(Dataset items)

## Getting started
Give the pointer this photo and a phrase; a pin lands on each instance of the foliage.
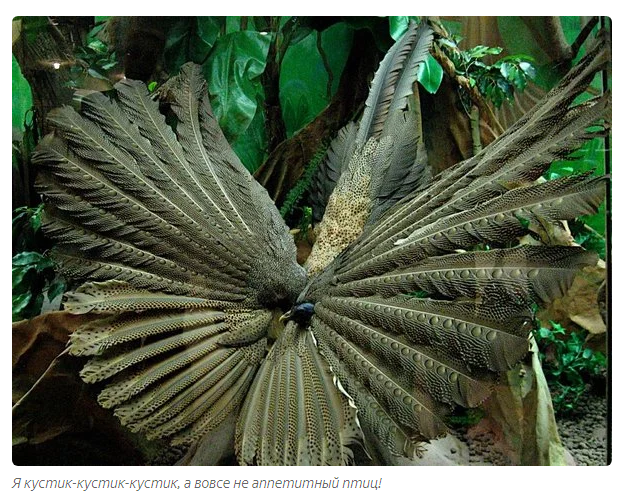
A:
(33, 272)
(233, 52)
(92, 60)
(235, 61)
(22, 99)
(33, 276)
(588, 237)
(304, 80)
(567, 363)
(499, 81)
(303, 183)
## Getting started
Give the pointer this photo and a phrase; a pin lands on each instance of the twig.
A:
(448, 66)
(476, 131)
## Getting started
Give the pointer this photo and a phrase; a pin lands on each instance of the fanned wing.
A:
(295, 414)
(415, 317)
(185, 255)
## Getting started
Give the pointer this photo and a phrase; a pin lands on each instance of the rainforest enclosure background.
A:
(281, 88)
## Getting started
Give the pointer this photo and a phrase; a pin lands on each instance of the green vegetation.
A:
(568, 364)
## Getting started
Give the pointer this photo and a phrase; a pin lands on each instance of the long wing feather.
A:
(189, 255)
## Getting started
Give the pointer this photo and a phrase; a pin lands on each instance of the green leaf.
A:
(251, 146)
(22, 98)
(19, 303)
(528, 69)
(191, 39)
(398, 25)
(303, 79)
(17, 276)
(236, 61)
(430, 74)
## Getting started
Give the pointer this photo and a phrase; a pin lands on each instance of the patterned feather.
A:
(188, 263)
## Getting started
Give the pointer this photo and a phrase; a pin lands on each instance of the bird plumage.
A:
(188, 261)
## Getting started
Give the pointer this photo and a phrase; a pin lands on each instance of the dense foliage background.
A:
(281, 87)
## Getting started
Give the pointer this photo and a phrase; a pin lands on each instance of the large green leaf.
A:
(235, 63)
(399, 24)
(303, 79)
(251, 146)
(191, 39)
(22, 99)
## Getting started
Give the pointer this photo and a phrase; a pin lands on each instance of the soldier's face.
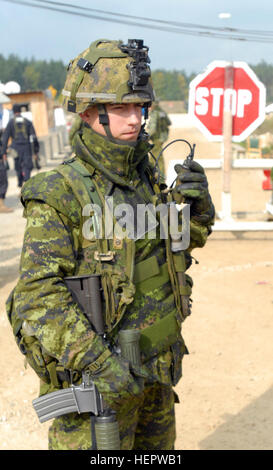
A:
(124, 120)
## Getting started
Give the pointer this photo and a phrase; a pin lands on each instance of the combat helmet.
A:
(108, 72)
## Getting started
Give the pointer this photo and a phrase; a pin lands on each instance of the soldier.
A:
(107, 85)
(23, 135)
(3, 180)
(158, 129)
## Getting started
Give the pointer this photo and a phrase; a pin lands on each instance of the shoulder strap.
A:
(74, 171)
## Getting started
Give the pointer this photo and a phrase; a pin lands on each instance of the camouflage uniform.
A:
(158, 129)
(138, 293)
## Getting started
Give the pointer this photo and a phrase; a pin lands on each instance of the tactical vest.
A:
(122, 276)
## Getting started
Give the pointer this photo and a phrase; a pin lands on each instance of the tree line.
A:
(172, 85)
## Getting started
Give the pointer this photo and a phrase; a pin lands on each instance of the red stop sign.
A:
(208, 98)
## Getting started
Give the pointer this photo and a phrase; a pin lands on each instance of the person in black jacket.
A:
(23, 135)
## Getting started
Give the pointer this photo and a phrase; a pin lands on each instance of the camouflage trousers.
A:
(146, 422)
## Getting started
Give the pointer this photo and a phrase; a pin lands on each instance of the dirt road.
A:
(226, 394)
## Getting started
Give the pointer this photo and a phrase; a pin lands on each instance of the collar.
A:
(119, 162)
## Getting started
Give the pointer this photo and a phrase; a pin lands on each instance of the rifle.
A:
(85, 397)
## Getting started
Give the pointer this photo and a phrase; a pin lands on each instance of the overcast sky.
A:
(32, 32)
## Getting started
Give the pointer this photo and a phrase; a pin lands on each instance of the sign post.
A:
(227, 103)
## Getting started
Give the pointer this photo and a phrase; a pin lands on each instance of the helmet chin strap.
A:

Directions - In the copy, include all records verbatim but no images.

The result -
## Getting started
Give the pointer this photo and a phrase; a pin lands on each instance of the foliage.
A:
(33, 272)
(233, 52)
(92, 60)
(235, 61)
(22, 99)
(33, 276)
(588, 237)
(304, 80)
(567, 363)
(499, 81)
(303, 183)
## Getting started
Give the pointer this photo and a phrase; a pin lands on each instance of the twig.
A:
(448, 66)
(476, 131)
## Getting started
Give the pointer this photo and a phrase; a pin lands on each instance of the fanned wing.
A:
(295, 414)
(415, 317)
(185, 255)
## Getting started
Give the pointer this photo and a phrase; a pin lands on each instance of the rainforest enclosure background.
A:
(281, 88)
## Getting started
Give the pointer this photo and a phrase; a pin lands on each instance of the green vegetation.
A:
(568, 364)
## Getting started
Give the pointer this photo and a phrase; a pin lands on each instance of the long wing feather.
A:
(189, 255)
## Getting started
Give the pointer this photo and a phrase; a pin lands on each instance of the green leaf.
A:
(251, 146)
(22, 98)
(19, 303)
(528, 69)
(191, 39)
(398, 25)
(303, 79)
(17, 276)
(236, 61)
(430, 74)
## Getting started
Give the pointer this photo and a phrase; a pin lands on each instance of the patterned feather.
A:
(188, 263)
## Getting started
Give the pointer this photo and a phrase; a pin lands on each instance of the bird plumage.
A:
(188, 261)
## Getting started
Give the pointer this photo and a phrase; a pin lands on each instance of the dense foliage background.
A:
(281, 87)
## Getting started
Give the pointer this photo and a phrase; a pin lands on each instance of the large green leaf.
A:
(235, 63)
(399, 24)
(303, 79)
(251, 146)
(191, 39)
(22, 99)
## Getting started
Give the pointer this photo and a phrase; a pin lands on each instance of the soldier's face.
A:
(124, 120)
## Getting started
Give the pointer this photo and a phrase; a pin lands on each instance of the combat helmet.
A:
(108, 72)
## Getting started
Give the pointer this photo and a phrase; a pin lands on each instance of the soldier.
A:
(107, 85)
(23, 135)
(3, 180)
(158, 129)
## Getting started
Give the pointer this photo and a phrase; a pin lands on each instance of the shoulder strap.
A:
(74, 171)
## Getting started
Give the pointer this photo and a phrase; a pin lands on each instance of the camouflage uniform.
A:
(158, 129)
(138, 293)
## Getting started
Give the pointer this photo and a phrase; a pin lands on each instance of the tactical vest.
A:
(122, 276)
## Getting started
Give the pointer this photo and a phrase; a pin lands on each instance of the tree line.
A:
(172, 85)
## Getting started
Give the pointer this photo and a phrase; a pin lands on each instance of the red stop sign.
A:
(208, 98)
## Getting started
Give the pointer this photo and a phrase; a pin lands on each instance of the person in black jacket.
A:
(23, 135)
## Getting started
Give the pointer this photo and a phrase; a pin lands on each instance of the camouflage trousers.
A:
(146, 422)
## Getting started
Give the pointer this photo and a phrase; a pin lands on each instance of the dirt road.
A:
(226, 394)
## Getting started
Give the pointer this photo and a phrase; a pin lands on each instance of the collar.
A:
(119, 162)
## Getting started
Give the pointer this photo and a phrase; a pin lands on each instance of the rifle.
A:
(85, 397)
## Getting started
Give the pointer this photo and a phrase; a pin lands on each instance of the overcast sky.
A:
(32, 32)
## Getting started
Give the pointer this photo and a phrase; a pin lands on each instance of the sign post.
A:
(227, 103)
## Getting started
Give the pointer this photo and a phrase; a pin lands on each instance of the helmet chin strap.
A:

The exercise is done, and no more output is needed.